**Document section:**

Welcome to the SR20 Community Forum - The Dash.
Register
SR20 forum logo

Thread: Turbo size help

+ Reply To Thread
Posts: 1-10 of 37
2012-02-11 12:17:24
#1
Turbo size help
I have a 69 bluebird with an SR20det (currently fucked). I have a replacement bottom end with eagle rods, CP pistons,main and head studs. Probably going to stick my 52F head back on it (off the old motor).

Requirements are:
- 91pump friendly (MAYBE meth injection to help)
- I'm aiming for around 450+500 WHP, maybe a little less if I can net at least mid 11s at over 120MPH.
- Road race friendly (no turbo longevity issues) IE probably water cooled turbo
- Want to spool in the 3500-4k RPM range, maybe a little higher if I get some cams

With that said, I've been told a GT3076R is what I want.... I'm a little concerned it might be too small for my goals. Also... not sure what exhaust housing I want, probably not the stock T2 setup (which is what's on it now). It's smog exempt so I see no reason not to go with a t3 or t4 setup and maybe externally gated.

Opinions/experience wanted
2012-02-11 12:56:57
#2
30r would be pushing it. A good sized cheap turbo for that power range is a Garrett 60 trim T3 w/ .82 turbine housing. It uses a 59mm inducer compressor wheel. With the .82 housing its good for 550whp max. So basicly perfect sizing for what your looking for. It will spool where your looking for it to spool. It will really kick in right about 4-4200 rpm. My 8.5:1 86.5mm CP piston, eagle rod VE block with DE head w/S4 cams made 401whp on pump gas at 19psi, after the intake manifold roughly around 440-450 on 19psi, 24psi before the manifold made 461whp, I later went to 30psi with the aftermarket manifold and was roughly at about 530-550whp.

I have ran up to 24psi on pump gas as well with the aftermarket manifold so probably around 490-500whp, 91 octane, without a problem. Its a great turbo that can be had for about $300-400 in pefect condition. Easily rebuildable if the journal bearing or thrust bearing wears out.

In all honesty a bb turbo is a waste for a street car, your really only gonna see 200-300rpm better spool time with a bb turbo but if the seals or anything ever go, your screwed. On a journal bearing turbo 75 dollar kmaak rebuild kit and your good to go.

**Data entries:**

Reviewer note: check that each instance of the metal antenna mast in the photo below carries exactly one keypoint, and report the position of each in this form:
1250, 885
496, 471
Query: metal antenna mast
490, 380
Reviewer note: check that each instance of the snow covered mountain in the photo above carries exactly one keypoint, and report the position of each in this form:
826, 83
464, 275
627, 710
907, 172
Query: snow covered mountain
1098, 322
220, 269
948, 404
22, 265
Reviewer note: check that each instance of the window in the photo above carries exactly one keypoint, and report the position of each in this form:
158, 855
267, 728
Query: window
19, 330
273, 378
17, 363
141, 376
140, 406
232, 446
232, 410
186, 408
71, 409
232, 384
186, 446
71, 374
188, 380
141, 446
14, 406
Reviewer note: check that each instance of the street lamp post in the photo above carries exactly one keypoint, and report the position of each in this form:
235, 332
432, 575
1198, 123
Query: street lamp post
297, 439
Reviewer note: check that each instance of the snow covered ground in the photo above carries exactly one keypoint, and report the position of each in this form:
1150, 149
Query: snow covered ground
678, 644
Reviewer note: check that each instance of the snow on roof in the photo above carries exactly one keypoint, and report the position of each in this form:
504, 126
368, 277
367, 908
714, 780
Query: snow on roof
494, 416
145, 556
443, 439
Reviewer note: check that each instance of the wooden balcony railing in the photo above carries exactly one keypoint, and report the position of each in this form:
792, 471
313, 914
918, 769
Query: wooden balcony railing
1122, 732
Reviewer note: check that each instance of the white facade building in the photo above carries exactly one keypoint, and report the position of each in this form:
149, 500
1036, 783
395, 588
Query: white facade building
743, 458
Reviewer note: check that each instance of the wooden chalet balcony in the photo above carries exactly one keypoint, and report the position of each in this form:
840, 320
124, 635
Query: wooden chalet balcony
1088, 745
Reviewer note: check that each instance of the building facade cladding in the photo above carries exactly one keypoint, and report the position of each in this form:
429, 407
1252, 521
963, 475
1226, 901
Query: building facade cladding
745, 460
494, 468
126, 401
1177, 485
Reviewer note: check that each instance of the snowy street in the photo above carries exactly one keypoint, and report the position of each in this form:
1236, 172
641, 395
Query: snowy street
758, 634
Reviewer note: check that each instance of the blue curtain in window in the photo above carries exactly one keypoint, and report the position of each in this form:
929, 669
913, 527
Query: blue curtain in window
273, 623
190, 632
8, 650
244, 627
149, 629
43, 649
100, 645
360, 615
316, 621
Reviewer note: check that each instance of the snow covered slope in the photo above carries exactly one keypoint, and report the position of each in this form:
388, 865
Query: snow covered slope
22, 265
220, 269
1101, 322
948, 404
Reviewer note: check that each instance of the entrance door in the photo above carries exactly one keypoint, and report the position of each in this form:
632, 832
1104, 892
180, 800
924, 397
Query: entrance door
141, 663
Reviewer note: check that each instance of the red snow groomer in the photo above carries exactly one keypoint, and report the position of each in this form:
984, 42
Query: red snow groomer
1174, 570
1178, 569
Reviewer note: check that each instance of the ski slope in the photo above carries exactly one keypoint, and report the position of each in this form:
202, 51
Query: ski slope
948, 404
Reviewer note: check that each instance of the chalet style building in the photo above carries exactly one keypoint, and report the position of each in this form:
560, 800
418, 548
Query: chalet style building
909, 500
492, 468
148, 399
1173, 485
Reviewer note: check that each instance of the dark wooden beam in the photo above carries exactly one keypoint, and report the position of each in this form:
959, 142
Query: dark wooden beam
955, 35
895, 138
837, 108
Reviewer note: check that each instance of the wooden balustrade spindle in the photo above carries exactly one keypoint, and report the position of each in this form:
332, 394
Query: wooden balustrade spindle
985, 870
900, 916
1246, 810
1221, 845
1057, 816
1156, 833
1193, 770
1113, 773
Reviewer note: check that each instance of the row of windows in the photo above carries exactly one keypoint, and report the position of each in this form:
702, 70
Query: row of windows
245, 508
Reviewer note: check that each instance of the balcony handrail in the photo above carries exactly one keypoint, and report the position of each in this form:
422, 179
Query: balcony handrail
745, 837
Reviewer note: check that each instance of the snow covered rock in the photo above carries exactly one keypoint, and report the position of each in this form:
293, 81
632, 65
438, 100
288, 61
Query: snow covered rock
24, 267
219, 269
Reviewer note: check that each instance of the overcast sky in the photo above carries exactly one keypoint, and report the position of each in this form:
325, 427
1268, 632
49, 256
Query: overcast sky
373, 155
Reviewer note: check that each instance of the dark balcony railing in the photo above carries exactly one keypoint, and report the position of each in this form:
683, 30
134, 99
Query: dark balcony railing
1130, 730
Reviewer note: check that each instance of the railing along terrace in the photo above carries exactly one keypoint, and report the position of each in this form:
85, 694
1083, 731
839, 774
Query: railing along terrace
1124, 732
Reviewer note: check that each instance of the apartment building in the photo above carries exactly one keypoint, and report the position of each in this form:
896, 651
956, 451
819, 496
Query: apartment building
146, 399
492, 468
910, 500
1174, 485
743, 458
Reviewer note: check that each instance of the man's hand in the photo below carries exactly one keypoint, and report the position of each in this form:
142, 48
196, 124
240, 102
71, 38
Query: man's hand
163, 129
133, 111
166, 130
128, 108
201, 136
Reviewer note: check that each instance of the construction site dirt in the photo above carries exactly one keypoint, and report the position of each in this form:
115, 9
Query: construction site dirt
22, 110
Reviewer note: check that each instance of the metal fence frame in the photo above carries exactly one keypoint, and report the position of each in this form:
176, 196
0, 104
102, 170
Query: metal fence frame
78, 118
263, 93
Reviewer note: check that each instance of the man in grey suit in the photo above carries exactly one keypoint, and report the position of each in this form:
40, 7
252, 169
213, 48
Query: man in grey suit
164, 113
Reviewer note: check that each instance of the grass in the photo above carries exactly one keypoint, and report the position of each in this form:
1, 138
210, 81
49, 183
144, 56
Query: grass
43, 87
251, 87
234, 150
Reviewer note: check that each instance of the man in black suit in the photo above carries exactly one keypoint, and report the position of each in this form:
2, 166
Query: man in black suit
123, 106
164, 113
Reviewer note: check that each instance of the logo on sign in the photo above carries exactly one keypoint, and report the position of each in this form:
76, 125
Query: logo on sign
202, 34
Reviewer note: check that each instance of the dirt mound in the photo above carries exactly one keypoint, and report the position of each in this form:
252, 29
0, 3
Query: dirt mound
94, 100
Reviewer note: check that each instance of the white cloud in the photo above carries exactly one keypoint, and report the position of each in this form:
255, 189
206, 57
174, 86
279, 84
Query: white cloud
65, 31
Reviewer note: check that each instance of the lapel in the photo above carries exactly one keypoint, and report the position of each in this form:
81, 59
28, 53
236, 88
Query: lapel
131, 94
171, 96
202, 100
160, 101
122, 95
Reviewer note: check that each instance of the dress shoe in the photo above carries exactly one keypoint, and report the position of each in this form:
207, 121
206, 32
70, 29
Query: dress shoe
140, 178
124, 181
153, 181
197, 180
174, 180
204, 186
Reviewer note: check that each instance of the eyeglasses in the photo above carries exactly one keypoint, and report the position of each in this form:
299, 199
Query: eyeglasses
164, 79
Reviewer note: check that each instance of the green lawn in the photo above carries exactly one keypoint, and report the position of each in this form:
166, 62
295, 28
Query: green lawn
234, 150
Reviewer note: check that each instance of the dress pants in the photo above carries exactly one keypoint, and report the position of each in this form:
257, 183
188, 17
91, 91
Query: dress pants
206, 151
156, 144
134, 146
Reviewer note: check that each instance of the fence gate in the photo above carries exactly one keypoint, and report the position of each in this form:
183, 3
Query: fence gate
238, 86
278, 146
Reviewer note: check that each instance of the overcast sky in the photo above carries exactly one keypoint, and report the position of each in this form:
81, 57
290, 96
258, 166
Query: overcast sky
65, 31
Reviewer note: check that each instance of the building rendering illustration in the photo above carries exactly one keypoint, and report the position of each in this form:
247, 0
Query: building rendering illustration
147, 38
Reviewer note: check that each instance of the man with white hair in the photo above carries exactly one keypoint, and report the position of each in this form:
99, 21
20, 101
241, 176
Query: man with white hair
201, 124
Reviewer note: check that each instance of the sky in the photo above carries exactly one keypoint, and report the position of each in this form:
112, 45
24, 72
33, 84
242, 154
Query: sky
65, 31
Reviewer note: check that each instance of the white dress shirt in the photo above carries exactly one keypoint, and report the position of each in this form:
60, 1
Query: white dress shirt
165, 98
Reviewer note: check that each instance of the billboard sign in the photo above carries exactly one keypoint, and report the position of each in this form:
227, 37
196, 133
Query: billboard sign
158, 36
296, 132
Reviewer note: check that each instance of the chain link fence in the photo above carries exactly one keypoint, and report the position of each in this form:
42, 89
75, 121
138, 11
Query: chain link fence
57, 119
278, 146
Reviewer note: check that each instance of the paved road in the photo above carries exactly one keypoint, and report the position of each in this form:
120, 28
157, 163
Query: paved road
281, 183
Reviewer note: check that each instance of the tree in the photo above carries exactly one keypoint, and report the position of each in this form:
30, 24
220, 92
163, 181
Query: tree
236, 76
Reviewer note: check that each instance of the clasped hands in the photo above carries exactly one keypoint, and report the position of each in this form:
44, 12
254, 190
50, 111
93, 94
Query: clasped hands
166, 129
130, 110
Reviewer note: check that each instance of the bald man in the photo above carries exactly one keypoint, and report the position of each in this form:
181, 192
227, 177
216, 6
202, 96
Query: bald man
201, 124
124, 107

**Actions to take:**
a) In the turbo sizing thread, which turbo does the second post recommend as a good, cheap fit for the power range the first poster wants?
b) Continue the turbo sizing forum thread from its last sentence.
The data has no connection to the turbo forum thread.

**Outputs in order:**
a) A Garrett 60 trim T3 with a .82 turbine housing.

b)
My 60 trim turbo setup was a great street setup, not too laggy and made power all the way to 8k. Even on stock cams it should do really well but you will see a huge gain from some S4's.
2012-02-11 13:32:32
#3
You dont need a water cooled turbo for longevity either. Just make sure you dont shut the car off just after getting on it without letting it idle for a bit first.

With 450whp you will be in the 11's for sure once you get some seat time and practice on slicks. Mid 120 traps easy. Plenty good enough turbo for road racing but Ill say this that much power is way too much for road racing with our cars. Keep the boost down to about 12-14psi and you should be in the 325-350whp range and is a good power level for it.
Last edited by ashtonsser on 2012-02-11 at 13-44-31.
2012-02-11 14:50:02
#4
In a bluebird/510 chassis you can do 11s with less then 400 based on weight
Dont look at it from a # perspective. A good all around turbo for your car that will yield a fat torque curve to use on the road course would be a GT2876 with a .82 housing
It can support 400 and give spool quick down low.
Another cheap option is a evo 16g turbo.
2012-02-11 16:06:12
#5
Originally Posted by Datspar
Opinions/experience wanted
Road racing on a turbo making that kind of power on 91-pump is never going to be right. You're right you'll need something larger than the GT3076R and that's going to be quite a bit of delayed boost onset to deal with.
I would build the car around the GT3076R and think more about a reliable 400WHP instead. With water/meth injection you could maybe reach 450WHP and still be reliable on that turbo.

Like Ashton said, water jacketed turbos have nothing to do with reliability in a racing scene. Talk to the Porsche guys about oil-only turbo reliability. =]
2012-02-11 16:10:45
#6
Also I would suggest e85 as engine temps will be a lot lower
2012-02-11 16:21:45
#7
Hell most semi trucks use oil cooled only turbos and have been for years and turbos last a million miles or more. Just take proper steps.

Yeah exactly, a 2871 or 2876 will never make 400whp on pump gas, not for long anyways. lol. You need a larger frame t3 turbo something that is really efficient when it comes to the turbine and exhaust flow to keep backpressures down. A 60 trim size turbo is a good choice if you want that kind of power. Again it will lag a bit for road racing unless you become really good at quick shifting to keep it in the power band and good at keeping the rpm up at say 5k all the time. 5k rpm on my 60 trim was instant boost, just as instant as a t25 or t28 is at 3000 rpm. Just a matter of keeping the rpm up.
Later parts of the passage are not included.